- What the exercise asks
Copy out everything in the entries below from the line containing "the race bib." down to the line containing "[818,507,870,561]", including both of those lines.

- Data provided
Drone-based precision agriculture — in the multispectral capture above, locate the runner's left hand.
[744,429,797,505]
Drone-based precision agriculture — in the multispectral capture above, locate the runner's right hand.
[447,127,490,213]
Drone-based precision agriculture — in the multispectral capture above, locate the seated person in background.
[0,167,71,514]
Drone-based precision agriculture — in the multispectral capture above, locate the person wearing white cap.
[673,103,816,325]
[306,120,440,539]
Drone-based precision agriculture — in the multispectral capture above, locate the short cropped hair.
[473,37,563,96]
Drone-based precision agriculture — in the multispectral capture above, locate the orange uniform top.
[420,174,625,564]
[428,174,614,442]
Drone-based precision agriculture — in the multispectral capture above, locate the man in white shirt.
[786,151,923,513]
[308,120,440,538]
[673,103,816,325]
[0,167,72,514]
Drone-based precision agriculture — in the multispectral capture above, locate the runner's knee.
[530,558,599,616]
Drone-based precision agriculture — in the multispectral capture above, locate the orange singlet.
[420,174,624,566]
* * *
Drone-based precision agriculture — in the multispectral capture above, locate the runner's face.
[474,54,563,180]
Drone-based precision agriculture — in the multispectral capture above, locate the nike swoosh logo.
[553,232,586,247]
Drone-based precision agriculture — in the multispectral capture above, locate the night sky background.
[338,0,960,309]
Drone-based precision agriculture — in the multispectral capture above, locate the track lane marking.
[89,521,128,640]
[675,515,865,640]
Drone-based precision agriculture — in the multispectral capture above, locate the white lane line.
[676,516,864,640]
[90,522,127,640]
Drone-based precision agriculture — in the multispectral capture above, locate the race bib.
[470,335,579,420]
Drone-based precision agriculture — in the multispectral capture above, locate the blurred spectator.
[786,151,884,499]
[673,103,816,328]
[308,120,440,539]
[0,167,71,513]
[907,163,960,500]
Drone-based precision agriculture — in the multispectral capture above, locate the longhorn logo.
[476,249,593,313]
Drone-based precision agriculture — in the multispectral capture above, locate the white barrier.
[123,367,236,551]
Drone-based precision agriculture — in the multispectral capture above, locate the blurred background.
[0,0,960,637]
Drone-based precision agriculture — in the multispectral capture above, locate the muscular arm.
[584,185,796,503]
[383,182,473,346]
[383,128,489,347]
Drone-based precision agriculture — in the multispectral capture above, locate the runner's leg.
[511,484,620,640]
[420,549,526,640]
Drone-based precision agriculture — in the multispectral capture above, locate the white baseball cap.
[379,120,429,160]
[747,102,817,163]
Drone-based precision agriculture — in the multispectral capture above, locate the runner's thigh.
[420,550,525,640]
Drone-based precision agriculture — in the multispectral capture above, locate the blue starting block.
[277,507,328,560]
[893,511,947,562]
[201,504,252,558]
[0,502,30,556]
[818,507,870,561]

- Output for this task
Drone-based precision agriculture — in the multispectral capture above, locate the race bib.
[470,335,579,420]
Drone-based precision agriculture — in the multispectral capture above, locate the blurred spectator.
[786,151,884,499]
[673,103,816,328]
[308,120,440,539]
[0,167,71,513]
[907,163,960,500]
Drone-based precision agriculture — in the multispectral capture above, locate the longhorn logo.
[476,249,593,313]
Drone-based precision agriculture — in the multispectral capture above, locate the white barrier.
[123,367,236,551]
Drone-based precision agriculture — in the multispectral capture above, locate the blurred background.
[0,0,960,637]
Drone-based precision agriculture — in the multispectral capture above, locate the muscular arm.
[584,185,796,503]
[383,182,473,346]
[383,128,489,347]
Drone-based precision agriculture — in the multispectral capture above, locate the runner's leg.
[511,484,620,640]
[420,549,526,640]
Drone-based precision agriculture — in the multispectral capture above, locate the white baseball cap.
[379,120,429,160]
[747,102,817,163]
Drone-based precision agriculture — in the multispectral capture above, locate the runner's thigh.
[420,550,525,640]
Drone-based precision agriculture — in the multispectral capture above, locate the blue starting block.
[277,507,328,560]
[893,511,947,562]
[201,504,252,558]
[0,502,30,556]
[818,507,870,561]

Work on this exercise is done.